Task requirements – Copy out the entries below word for word, beginning with the line that contains "find the bronco" and continuing through the line that contains "40;39;613;277".

[Data pulled from a collection]

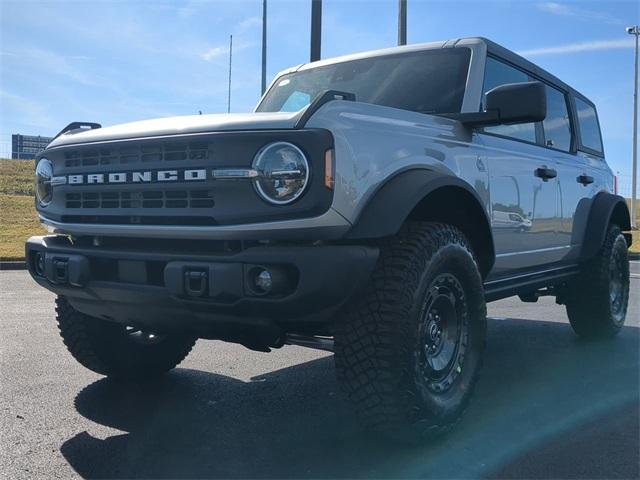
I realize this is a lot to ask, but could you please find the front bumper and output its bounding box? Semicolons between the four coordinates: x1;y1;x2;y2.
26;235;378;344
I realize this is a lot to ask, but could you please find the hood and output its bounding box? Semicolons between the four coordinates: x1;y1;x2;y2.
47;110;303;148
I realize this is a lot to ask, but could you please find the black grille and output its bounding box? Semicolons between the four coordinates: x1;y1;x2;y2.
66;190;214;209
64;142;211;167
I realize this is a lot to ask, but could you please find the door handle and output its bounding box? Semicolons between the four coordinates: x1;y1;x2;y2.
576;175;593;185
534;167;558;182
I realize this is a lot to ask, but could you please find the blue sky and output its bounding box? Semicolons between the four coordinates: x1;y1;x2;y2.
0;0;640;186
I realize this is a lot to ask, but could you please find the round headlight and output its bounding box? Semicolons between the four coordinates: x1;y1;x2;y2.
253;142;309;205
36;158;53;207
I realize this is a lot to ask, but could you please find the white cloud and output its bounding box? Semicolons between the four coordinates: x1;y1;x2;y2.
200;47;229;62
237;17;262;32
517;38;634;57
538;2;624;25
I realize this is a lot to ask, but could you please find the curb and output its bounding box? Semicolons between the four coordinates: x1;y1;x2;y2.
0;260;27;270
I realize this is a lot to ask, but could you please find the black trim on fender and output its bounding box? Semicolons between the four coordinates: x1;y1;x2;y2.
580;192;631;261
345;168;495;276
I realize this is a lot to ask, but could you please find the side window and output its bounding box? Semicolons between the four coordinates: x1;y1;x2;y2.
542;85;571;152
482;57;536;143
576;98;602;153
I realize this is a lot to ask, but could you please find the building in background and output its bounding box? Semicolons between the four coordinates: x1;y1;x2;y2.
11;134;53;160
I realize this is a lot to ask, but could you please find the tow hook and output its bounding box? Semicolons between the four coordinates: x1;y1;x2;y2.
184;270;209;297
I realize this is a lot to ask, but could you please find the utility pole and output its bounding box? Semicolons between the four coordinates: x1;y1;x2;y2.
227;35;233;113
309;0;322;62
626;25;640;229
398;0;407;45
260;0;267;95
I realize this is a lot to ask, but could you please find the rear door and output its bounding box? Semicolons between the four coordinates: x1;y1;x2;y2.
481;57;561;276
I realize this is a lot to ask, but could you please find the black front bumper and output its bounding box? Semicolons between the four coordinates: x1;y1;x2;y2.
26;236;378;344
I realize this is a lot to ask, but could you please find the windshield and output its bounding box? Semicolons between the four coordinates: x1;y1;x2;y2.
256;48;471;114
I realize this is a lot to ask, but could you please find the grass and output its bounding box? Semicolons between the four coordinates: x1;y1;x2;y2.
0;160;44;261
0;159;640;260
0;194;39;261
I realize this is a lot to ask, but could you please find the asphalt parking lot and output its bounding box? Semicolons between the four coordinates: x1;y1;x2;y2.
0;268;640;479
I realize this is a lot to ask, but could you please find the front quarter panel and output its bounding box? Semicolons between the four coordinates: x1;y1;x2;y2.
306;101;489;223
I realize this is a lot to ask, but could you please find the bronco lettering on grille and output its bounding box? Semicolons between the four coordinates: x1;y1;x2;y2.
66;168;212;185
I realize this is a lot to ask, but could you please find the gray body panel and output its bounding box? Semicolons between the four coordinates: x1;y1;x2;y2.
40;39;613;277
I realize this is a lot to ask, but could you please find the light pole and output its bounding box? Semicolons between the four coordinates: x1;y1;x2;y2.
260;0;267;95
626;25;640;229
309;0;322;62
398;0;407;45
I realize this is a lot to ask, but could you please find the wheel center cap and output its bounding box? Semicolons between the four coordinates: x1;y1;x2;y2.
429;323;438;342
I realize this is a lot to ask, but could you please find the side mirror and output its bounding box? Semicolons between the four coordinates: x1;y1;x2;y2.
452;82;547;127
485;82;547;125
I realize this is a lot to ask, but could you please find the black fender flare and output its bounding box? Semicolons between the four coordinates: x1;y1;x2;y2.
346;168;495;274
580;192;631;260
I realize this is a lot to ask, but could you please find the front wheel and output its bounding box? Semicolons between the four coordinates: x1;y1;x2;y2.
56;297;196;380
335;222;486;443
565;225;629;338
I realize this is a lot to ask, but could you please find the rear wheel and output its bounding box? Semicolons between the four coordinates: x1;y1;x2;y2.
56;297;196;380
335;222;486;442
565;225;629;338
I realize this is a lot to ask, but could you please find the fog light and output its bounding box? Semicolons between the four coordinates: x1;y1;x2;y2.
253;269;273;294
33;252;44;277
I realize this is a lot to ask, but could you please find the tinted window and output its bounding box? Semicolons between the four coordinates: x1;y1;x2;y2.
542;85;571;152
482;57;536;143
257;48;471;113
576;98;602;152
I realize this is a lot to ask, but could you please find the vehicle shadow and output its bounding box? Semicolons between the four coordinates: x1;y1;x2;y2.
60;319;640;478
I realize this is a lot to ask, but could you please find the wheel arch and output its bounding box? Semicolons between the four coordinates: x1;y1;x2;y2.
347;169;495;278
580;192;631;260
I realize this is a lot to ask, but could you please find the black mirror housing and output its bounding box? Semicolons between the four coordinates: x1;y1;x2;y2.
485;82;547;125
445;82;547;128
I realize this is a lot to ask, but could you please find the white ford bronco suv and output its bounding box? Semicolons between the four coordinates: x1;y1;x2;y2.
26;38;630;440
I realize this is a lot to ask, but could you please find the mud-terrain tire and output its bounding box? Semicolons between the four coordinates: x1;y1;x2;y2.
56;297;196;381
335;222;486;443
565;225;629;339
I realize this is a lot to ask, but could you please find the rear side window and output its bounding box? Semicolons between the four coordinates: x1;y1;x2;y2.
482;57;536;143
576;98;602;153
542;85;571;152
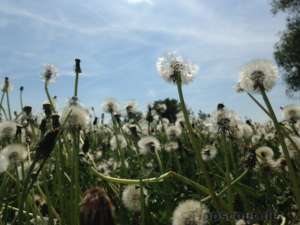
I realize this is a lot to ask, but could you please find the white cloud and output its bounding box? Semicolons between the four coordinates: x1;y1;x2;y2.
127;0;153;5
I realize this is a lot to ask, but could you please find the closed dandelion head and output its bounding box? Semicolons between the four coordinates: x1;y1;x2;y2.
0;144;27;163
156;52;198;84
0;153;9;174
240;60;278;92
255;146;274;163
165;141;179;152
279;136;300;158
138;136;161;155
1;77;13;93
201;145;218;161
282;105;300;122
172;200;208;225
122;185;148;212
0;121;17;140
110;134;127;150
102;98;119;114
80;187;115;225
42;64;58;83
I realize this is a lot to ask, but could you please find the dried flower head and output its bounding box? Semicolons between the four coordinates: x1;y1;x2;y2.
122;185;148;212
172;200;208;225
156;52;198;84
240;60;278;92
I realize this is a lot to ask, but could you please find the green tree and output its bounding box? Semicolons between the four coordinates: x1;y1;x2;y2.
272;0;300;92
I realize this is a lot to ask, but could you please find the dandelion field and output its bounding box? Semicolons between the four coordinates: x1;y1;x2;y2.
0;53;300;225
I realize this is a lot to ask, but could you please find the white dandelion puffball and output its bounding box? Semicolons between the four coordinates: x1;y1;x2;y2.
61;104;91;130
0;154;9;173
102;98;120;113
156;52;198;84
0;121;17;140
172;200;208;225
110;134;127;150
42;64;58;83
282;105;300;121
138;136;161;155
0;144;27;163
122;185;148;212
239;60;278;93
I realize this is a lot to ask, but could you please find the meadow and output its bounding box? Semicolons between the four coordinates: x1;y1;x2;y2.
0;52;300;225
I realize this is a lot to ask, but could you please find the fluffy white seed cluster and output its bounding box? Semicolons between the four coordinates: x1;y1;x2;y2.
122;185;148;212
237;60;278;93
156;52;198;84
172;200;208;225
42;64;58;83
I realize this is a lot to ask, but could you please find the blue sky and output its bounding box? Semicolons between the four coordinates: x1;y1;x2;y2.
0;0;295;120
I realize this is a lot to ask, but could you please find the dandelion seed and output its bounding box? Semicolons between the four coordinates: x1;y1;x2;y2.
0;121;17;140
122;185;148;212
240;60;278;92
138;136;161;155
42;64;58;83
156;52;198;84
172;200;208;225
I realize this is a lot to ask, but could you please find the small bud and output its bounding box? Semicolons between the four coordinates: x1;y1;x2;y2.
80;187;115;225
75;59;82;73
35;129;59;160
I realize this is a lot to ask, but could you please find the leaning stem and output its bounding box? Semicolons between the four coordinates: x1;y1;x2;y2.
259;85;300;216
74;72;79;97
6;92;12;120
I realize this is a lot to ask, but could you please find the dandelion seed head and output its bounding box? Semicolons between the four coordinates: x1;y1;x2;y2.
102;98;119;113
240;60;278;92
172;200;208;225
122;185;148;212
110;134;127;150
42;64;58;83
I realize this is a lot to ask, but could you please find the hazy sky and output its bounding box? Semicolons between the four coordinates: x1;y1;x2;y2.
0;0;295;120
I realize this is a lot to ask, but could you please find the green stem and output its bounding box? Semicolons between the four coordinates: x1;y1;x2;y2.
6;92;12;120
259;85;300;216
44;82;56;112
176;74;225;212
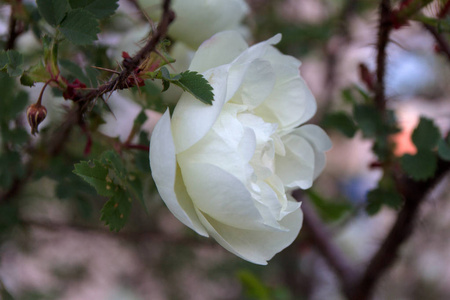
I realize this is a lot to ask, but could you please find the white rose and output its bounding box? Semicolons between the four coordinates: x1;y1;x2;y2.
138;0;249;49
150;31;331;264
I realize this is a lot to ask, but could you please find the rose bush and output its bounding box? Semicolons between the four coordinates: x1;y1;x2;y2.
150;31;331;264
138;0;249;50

Result of the task –
I realize this is a lot to ask, but could you please find the bronco lettering on grille and output its bounding box? Semicolons between the four coordinates: x1;y1;x2;y2.
66;168;212;185
I realize this is a lot to ask, but could you please find the gray body panel and output its bounding box? Semicolons between the four coordinates: x1;y1;x2;y2.
40;39;613;277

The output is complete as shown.